:: What is being asked ::
From the data that follows, copy every line holding the string "window".

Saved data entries
******
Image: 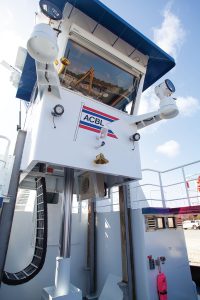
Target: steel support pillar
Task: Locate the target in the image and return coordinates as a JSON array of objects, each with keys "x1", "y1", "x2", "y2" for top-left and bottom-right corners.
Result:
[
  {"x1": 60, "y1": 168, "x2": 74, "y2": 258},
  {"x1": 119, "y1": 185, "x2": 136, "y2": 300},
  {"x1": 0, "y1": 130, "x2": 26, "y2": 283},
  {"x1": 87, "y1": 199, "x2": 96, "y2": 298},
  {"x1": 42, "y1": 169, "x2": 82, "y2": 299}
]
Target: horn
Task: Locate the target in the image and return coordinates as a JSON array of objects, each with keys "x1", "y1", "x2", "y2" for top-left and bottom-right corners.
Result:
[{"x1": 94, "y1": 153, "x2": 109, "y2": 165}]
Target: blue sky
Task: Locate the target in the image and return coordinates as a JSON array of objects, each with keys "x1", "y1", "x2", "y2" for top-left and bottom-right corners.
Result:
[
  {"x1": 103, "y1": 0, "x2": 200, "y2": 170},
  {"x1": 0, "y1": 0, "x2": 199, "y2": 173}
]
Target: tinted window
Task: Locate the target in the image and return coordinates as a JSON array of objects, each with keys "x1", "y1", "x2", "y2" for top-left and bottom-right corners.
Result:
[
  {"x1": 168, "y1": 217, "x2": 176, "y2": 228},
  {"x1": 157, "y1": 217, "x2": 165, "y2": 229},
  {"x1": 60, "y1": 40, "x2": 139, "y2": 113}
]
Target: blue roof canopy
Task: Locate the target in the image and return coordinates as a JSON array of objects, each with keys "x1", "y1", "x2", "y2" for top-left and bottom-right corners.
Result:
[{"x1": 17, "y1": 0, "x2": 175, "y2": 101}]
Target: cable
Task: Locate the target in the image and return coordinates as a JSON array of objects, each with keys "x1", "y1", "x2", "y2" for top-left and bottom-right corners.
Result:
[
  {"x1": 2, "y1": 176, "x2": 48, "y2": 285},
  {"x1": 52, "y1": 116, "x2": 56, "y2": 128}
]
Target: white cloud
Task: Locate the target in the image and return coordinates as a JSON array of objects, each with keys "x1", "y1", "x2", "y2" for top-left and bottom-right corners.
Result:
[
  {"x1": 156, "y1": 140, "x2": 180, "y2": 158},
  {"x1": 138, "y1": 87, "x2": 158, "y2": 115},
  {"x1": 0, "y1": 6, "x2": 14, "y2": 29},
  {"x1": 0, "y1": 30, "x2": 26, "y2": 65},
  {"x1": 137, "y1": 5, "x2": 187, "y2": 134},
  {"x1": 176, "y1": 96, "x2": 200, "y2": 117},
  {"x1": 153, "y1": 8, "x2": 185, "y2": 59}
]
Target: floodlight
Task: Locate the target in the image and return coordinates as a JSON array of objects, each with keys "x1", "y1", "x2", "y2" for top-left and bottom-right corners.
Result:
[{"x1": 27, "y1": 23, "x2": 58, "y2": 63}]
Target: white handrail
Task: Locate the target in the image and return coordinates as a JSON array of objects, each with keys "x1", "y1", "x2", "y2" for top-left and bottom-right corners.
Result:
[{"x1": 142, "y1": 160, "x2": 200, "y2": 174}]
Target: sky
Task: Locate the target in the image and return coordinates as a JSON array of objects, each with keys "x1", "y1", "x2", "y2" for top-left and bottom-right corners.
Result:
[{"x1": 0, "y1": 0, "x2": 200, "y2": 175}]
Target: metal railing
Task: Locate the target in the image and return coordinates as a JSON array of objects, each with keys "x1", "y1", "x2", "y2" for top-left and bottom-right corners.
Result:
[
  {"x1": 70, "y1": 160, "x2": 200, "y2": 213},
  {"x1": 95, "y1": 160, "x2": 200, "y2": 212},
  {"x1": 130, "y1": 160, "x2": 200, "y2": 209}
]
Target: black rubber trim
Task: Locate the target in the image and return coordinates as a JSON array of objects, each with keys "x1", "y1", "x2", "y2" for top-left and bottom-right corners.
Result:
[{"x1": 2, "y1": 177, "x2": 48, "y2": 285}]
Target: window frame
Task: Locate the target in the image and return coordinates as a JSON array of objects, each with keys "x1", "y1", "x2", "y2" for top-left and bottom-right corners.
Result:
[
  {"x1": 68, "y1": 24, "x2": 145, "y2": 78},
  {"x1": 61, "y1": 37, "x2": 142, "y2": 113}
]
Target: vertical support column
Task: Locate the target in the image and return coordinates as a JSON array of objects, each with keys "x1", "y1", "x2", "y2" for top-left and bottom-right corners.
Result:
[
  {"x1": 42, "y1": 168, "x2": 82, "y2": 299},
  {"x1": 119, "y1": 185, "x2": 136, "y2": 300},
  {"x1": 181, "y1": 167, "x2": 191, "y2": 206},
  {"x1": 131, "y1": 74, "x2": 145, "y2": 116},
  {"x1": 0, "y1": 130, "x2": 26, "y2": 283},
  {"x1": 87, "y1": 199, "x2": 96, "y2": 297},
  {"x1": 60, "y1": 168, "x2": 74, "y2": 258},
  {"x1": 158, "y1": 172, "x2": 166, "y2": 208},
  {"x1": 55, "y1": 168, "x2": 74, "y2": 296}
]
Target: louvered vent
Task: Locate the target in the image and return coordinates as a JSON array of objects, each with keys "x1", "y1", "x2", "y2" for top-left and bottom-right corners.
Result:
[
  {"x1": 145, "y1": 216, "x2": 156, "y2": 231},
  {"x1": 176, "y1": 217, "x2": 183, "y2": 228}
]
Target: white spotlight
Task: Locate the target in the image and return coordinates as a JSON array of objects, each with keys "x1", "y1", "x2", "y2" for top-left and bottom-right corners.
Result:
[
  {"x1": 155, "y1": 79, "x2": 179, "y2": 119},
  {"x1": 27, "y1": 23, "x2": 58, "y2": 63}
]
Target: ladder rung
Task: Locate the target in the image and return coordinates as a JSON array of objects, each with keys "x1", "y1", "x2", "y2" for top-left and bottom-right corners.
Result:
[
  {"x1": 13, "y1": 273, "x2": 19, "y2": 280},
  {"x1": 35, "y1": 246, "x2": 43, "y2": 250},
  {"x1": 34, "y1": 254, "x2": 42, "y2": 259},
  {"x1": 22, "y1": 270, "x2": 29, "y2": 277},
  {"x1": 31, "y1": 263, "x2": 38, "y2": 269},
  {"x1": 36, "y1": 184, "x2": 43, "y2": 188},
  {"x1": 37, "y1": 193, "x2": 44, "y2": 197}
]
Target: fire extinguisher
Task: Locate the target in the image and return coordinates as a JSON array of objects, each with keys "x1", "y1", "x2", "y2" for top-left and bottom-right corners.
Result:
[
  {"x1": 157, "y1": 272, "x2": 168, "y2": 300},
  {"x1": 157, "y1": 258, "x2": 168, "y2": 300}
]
******
:: Problem solution ::
Target: tinted window
Target: window frame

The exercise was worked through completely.